What to work on
1. In the espresso machine post, how long did the Isomac Tea need to be on before it could make a good shot?
2. Reproduce the espresso machine post between "Jeff wrote:Technology has" and "they both have.", inclusive.
3. Write the next part of the espresso machine post, picking up after its last sentence.

*** Opening of Page text ***

Jeff wrote:Technology has changed over the last 60 years for the E61. (One can argue it was already obsolete by the 1970s and saturated groups.) Same for the last 20 years and the Silvia. Decades of Internet posts still remain active and read. I think that has a lot to do with the "inertia" they both have.
The odd thing is that E61 boxes, i.e. home machines with the E61 head, have steadily improved since they were introduced in the late 1990s. The first E61 boxes were worse than the original commercial E61s, since they had untuned HXes and thermosyphons that needed to be flushed and coddled. Competition first brought out properly tuned HX machines, then dual boilers, we've had Eric's add on thermometer, and recently flow control needle valves, and temperature control from the thermosyphon and group head, rather than the boiler. In the higher end models, we've gone from brass to stainless steel boilers, and from vibe to rotary pumps.

I had an Isomac Tea in the early aughts, and I have a Lelit Bianca now. They both have E61 groups, they are both cased in shiny boxes, but otherwise, they are not at all alike. Making a good shot from the Tea required having had it on for at least two hours, and flushing the group just right for the first shot. It was also a somewhat anemic steamer. The Bianca heats up in twenty minutes, requires no flushing, is a steaming monster and a joy to use. This is equally true for all the other modern DB E61s.

*** Close of Page text ***
*** Opening of Excerpted data ***

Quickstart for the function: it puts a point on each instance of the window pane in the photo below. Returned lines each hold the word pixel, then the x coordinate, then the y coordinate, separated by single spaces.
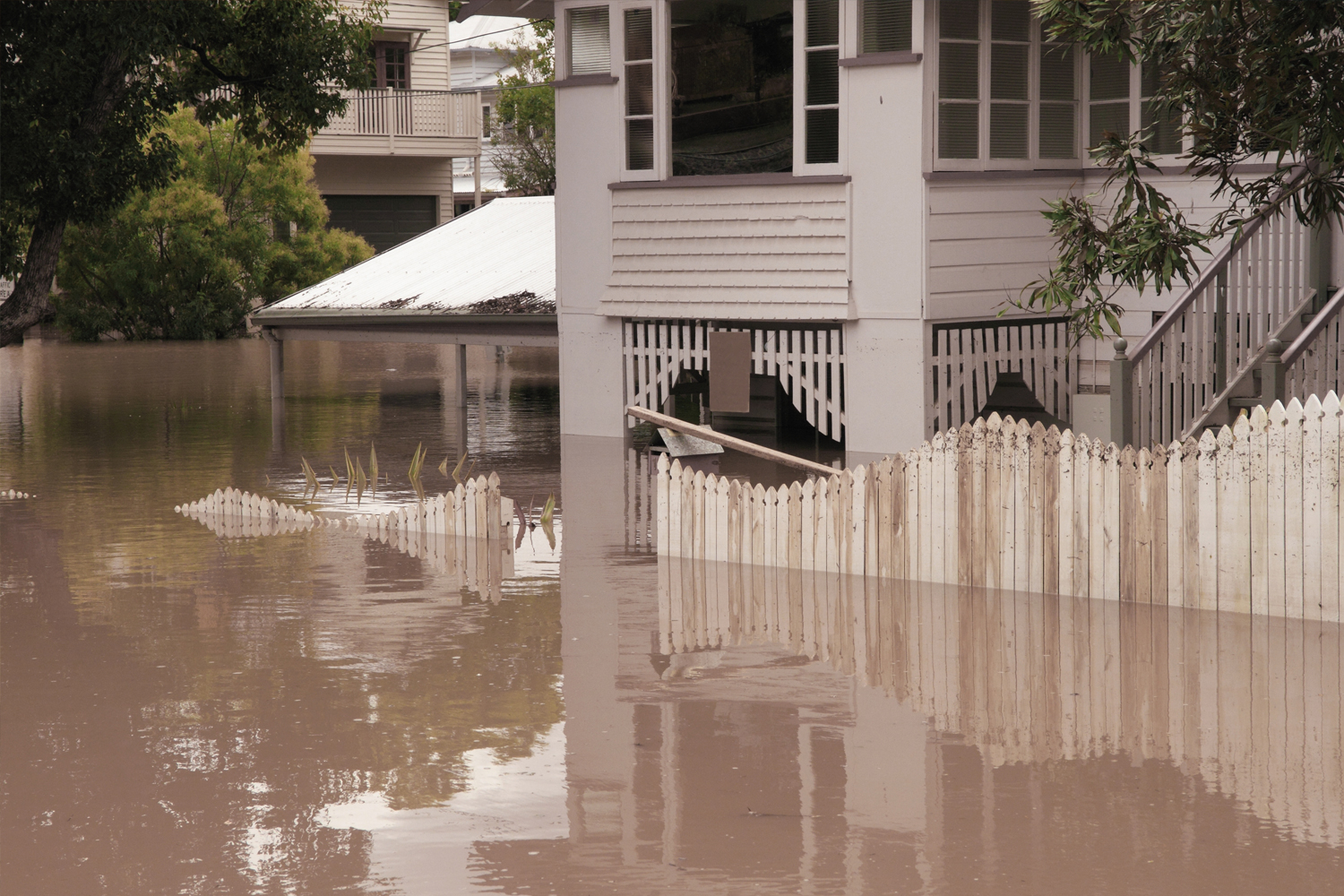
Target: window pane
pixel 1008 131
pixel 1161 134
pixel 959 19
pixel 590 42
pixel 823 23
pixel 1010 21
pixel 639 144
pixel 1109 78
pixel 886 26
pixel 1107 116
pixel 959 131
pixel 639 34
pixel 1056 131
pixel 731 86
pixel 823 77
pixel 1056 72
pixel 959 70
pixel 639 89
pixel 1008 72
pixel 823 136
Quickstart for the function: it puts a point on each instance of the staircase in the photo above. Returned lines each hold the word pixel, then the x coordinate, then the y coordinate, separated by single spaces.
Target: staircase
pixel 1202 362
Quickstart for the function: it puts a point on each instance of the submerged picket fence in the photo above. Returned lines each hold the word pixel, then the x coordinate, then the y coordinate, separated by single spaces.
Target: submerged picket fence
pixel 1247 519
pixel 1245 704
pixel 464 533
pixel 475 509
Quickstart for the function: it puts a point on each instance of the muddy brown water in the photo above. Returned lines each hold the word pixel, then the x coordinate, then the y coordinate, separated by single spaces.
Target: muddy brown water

*** Close of Excerpted data ***

Solved problems
1. At least two hours.

2.
Jeff wrote:Technology has changed over the last 60 years for the E61. (One can argue it was already obsolete by the 1970s and saturated groups.) Same for the last 20 years and the Silvia. Decades of Internet posts still remain active and read. I think that has a lot to do with the "inertia" they both have.

3.
On top of that, it does flow control with breathtaking simplicity, as if the E61, unlike the LM and Slayer groups, had been born to do it. As it was, although nobody noticed at the time. Biologists call it preadaptation, when a body evolved for one environment shows itself in an entirely new light in another environment. The E61s soft pressure ramp, its thermowell in the front and needle valve enclosure in the mushroom were great when the machine was introduced, but as baristas got more competent with pump machines, more streamlined groups worked better for them. But for home users making occasional shots, all these unused control and monitoring features turned out to be just the ticket.

The E61 is preadapted for home espresso hobbyists.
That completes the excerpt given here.